**Task description**
Keep every word of the listing and drop the images when you write it out.

**Input**
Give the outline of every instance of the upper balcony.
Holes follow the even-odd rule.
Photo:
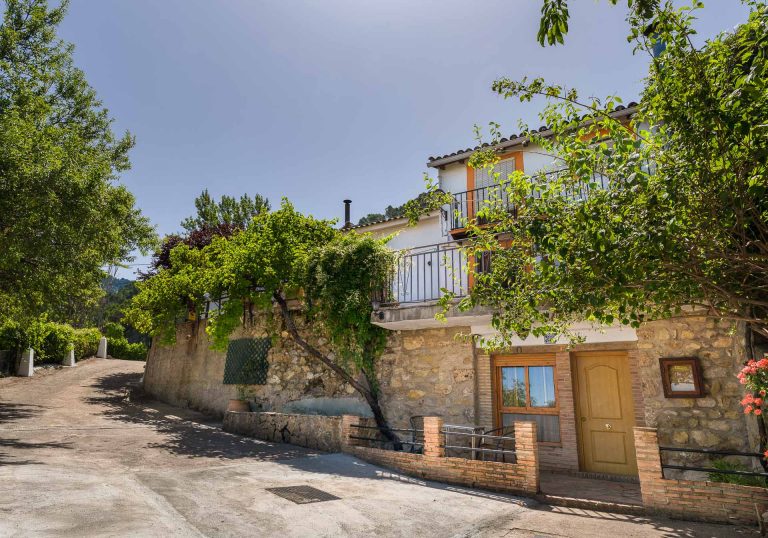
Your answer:
[[[568,173],[567,169],[559,169],[546,172],[544,176],[547,181],[554,181],[566,173]],[[596,183],[599,189],[605,189],[608,178],[595,173],[592,177],[592,183]],[[501,182],[453,194],[447,217],[447,228],[451,237],[453,239],[467,237],[466,226],[468,222],[473,222],[475,225],[487,224],[483,217],[477,217],[477,215],[488,205],[507,208],[510,213],[514,214],[515,205],[510,200],[508,185],[508,182]],[[564,192],[563,195],[572,200],[583,200],[589,194],[589,190],[589,184],[581,182],[578,186],[569,189],[568,192]],[[538,197],[539,194],[534,192],[531,196]]]

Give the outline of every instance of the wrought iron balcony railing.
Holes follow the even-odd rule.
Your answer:
[[[444,291],[462,297],[469,291],[466,255],[456,245],[437,244],[399,253],[388,286],[374,300],[382,305],[436,301]]]
[[[383,306],[437,301],[445,292],[464,297],[472,286],[473,275],[491,270],[491,253],[467,256],[455,244],[441,243],[403,250],[391,281],[373,300]]]
[[[568,173],[568,170],[562,169],[547,172],[545,175],[554,180],[566,173]],[[597,183],[599,189],[605,189],[608,186],[608,178],[599,173],[593,174],[592,182]],[[454,194],[449,209],[448,228],[450,230],[461,230],[466,226],[467,221],[470,220],[474,221],[475,224],[485,224],[484,219],[476,217],[476,215],[483,207],[491,204],[497,207],[508,208],[510,212],[514,212],[515,206],[510,200],[507,189],[508,185],[508,182],[501,182]],[[581,182],[578,186],[565,192],[564,195],[571,200],[583,200],[589,194],[589,190],[588,183]],[[534,193],[532,196],[537,196],[537,194]]]

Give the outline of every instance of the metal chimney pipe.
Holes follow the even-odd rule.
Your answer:
[[[352,200],[344,200],[344,227],[345,228],[351,228],[352,222],[350,221],[350,209],[349,206],[352,203]]]

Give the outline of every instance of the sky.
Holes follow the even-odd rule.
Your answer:
[[[637,99],[648,58],[627,43],[626,8],[570,4],[558,47],[536,42],[539,0],[71,0],[59,34],[115,131],[136,137],[121,181],[163,235],[203,189],[322,218],[350,198],[354,221],[400,205],[429,156],[474,145],[474,125],[541,123],[542,102],[491,91],[499,77]],[[699,39],[746,14],[709,0]]]

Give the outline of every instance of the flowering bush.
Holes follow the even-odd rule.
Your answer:
[[[736,377],[739,378],[739,383],[749,391],[741,399],[744,414],[762,415],[763,407],[766,405],[765,396],[768,392],[768,356],[760,360],[750,359]],[[765,451],[764,456],[768,458],[768,450]]]

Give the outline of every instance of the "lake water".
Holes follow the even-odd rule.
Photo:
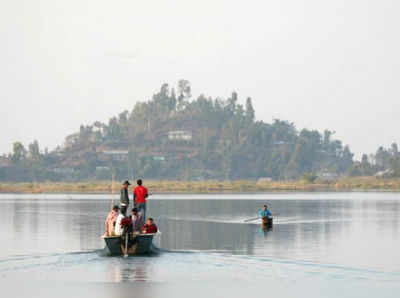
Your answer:
[[[398,193],[154,195],[159,252],[127,259],[103,251],[111,203],[0,195],[1,297],[400,297]],[[244,222],[264,203],[268,231]]]

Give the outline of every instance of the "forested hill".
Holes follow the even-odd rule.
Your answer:
[[[192,99],[189,82],[181,80],[176,90],[164,84],[151,100],[108,123],[81,126],[53,152],[40,152],[37,142],[28,150],[15,143],[9,156],[14,167],[7,175],[17,180],[110,179],[112,174],[116,179],[234,180],[345,173],[353,154],[332,135],[299,131],[287,121],[256,121],[251,98],[242,105],[235,92],[225,100]]]

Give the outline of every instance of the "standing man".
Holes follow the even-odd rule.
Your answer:
[[[146,199],[149,196],[147,188],[144,187],[142,179],[137,181],[137,186],[133,190],[133,202],[138,212],[143,210],[143,220],[146,220]]]
[[[120,196],[120,204],[121,204],[121,208],[125,207],[126,209],[128,209],[129,206],[129,193],[128,193],[128,186],[131,185],[129,183],[128,180],[126,180],[123,184],[122,184],[122,188],[121,188],[121,196]]]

**Task response**
Give the outline of every instance of the upper balcony.
Holes follow the even-odd rule.
Photo:
Your answer:
[[[568,173],[567,169],[559,169],[546,172],[544,176],[547,181],[554,181],[566,173]],[[596,183],[599,189],[605,189],[608,178],[595,173],[592,177],[592,183]],[[501,182],[453,194],[447,217],[447,228],[451,237],[453,239],[467,237],[466,226],[468,222],[473,222],[475,225],[487,224],[483,217],[477,217],[477,215],[488,205],[507,208],[510,213],[514,214],[515,205],[510,200],[508,185],[508,182]],[[564,192],[563,195],[572,200],[583,200],[589,194],[589,190],[589,184],[581,182],[578,186],[569,189],[568,192]],[[538,197],[539,194],[534,192],[531,196]]]

Give the outline of every instance of the wrought iron balcony railing.
Holes follow the even-odd rule.
Your answer:
[[[444,291],[462,297],[469,291],[466,255],[456,245],[437,244],[399,253],[388,286],[374,300],[382,305],[436,301]]]
[[[383,306],[437,301],[445,292],[464,297],[472,286],[473,275],[491,270],[491,253],[467,256],[455,244],[441,243],[403,250],[391,281],[373,300]]]
[[[568,173],[568,170],[562,169],[547,172],[545,175],[554,180],[566,173]],[[597,183],[599,189],[605,189],[608,186],[608,178],[599,173],[593,174],[592,182]],[[454,194],[449,209],[448,228],[450,230],[461,230],[466,226],[467,221],[470,220],[474,221],[475,224],[485,224],[484,219],[476,217],[476,215],[483,207],[491,204],[497,207],[508,208],[510,212],[514,212],[515,206],[510,200],[507,189],[508,185],[508,182],[501,182]],[[581,182],[578,186],[565,192],[564,195],[571,200],[583,200],[589,194],[589,190],[588,183]],[[534,193],[532,196],[537,196],[537,194]]]

Give the outline of every instance of the metal chimney pipe.
Holes follow the even-odd rule.
Your answer:
[[[352,200],[344,200],[344,227],[345,228],[351,228],[352,222],[350,221],[350,209],[349,206],[352,203]]]

Give the outline of every instance of the sky.
Holes follow the even-odd rule.
Your answer:
[[[637,99],[648,58],[627,43],[626,8],[570,4],[558,47],[536,42],[539,0],[71,0],[59,34],[115,131],[136,137],[121,181],[163,235],[203,189],[322,218],[350,198],[354,221],[400,205],[429,156],[474,145],[474,125],[541,123],[542,102],[491,91],[499,77]],[[699,39],[746,14],[709,0]]]

Give the outline of every instance of the flowering bush.
Holes follow the even-odd rule.
Your answer:
[[[736,377],[739,378],[739,383],[749,391],[741,399],[744,414],[762,415],[763,407],[766,405],[765,396],[768,392],[768,356],[760,360],[750,359]],[[765,451],[764,456],[768,458],[768,450]]]

Give the outline of every instance of the "lake water".
Holes follow the even-odd rule.
Photo:
Your answer:
[[[398,193],[154,195],[159,252],[127,259],[103,251],[111,203],[0,195],[1,297],[400,297]],[[244,222],[264,203],[268,231]]]

Give the outline of every instance of the "forested hill".
Holes follow the even-odd rule.
Your answer:
[[[192,99],[189,82],[181,80],[176,90],[164,84],[151,100],[108,123],[81,126],[53,152],[40,152],[37,142],[28,150],[15,143],[9,156],[14,167],[7,175],[17,180],[110,179],[112,174],[116,179],[234,180],[345,173],[353,154],[332,135],[299,131],[287,121],[256,121],[251,98],[242,105],[235,92],[225,100]]]

Give the outline of every instance of the "standing man".
Holes follow the even-odd rule.
Your answer:
[[[146,199],[149,196],[147,188],[144,187],[142,179],[137,181],[137,186],[133,190],[133,202],[138,212],[143,210],[143,220],[146,220]]]
[[[120,196],[120,204],[121,204],[121,208],[125,207],[126,209],[128,209],[129,206],[129,193],[128,193],[128,186],[131,185],[129,183],[128,180],[126,180],[123,184],[122,184],[122,188],[121,188],[121,196]]]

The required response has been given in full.